Work to be completed: Extract all records. Keep each one exact.

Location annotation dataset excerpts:
#####

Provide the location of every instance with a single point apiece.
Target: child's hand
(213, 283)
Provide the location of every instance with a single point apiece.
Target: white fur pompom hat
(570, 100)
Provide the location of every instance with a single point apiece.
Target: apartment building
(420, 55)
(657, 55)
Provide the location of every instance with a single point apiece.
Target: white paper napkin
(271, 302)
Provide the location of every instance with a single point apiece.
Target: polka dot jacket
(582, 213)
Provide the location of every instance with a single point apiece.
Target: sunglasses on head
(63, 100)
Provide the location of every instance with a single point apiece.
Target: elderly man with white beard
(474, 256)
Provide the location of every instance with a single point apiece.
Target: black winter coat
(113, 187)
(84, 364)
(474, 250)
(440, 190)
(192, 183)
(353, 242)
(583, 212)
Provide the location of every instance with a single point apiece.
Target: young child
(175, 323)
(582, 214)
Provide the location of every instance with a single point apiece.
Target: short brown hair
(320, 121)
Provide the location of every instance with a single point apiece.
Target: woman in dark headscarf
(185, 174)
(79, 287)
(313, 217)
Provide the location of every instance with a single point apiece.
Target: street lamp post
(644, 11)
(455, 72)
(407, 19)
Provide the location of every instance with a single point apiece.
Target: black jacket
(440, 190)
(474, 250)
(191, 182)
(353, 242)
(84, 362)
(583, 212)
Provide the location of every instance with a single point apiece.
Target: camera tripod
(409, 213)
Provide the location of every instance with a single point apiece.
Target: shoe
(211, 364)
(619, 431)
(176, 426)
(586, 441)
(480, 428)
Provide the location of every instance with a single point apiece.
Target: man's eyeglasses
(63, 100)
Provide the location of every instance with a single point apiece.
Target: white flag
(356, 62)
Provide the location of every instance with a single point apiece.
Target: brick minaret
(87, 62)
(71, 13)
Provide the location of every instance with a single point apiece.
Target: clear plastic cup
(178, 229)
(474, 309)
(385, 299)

#####

The output:
Provide the location of every instance with a single point apiece.
Target: child's hand
(213, 283)
Provide the location of every instance with a single point apiece.
Target: white fur pompom hat
(570, 100)
Provide the location of every instance with a single point apiece.
Target: apartment building
(420, 55)
(657, 55)
Provide the location of every instance with a single point apiece.
Target: white paper napkin
(271, 302)
Provide the location of every instance with a single point apiece.
Target: polka dot jacket
(582, 213)
Provide the location of every instance with a single point apiece.
Target: sunglasses on head
(63, 100)
Provide the location of every instance with a single point apiece.
Target: elderly man with white beard
(474, 256)
Provide the location of every instance with a single point apiece.
Target: black winter coat
(113, 187)
(84, 364)
(474, 250)
(440, 190)
(192, 183)
(353, 242)
(583, 212)
Provide the location of every instance with a single point apiece.
Target: young child
(175, 323)
(582, 214)
Provide the location of every instance with a single point apiece.
Target: short brown hair
(320, 121)
Provide the location of every instance with a single point apiece.
Target: woman in dark headscarf
(185, 174)
(79, 287)
(313, 217)
Provide the location of every instance with a single point apiece.
Target: street lamp post
(644, 11)
(455, 72)
(407, 19)
Provide the location of every instance with a single point apiece.
Target: black jacket
(440, 190)
(474, 250)
(191, 182)
(353, 242)
(84, 362)
(583, 212)
Provide the location of every instance with a single point apiece.
Target: camera tripod
(409, 213)
Provide the location of every instance with a single point apiece.
Target: shoe
(211, 364)
(619, 431)
(176, 426)
(586, 441)
(480, 428)
Provide the location of every instance with a single point apiece.
Target: man's eyeglasses
(63, 100)
Provide the location of every instance with a single point apiece.
Target: white flag
(356, 62)
Provide the location of every instance with a single point apiece.
Target: brick minaret
(87, 62)
(71, 13)
Provide the location of every instance with a single point apiece.
Target: clear plastic cup
(178, 229)
(474, 309)
(385, 299)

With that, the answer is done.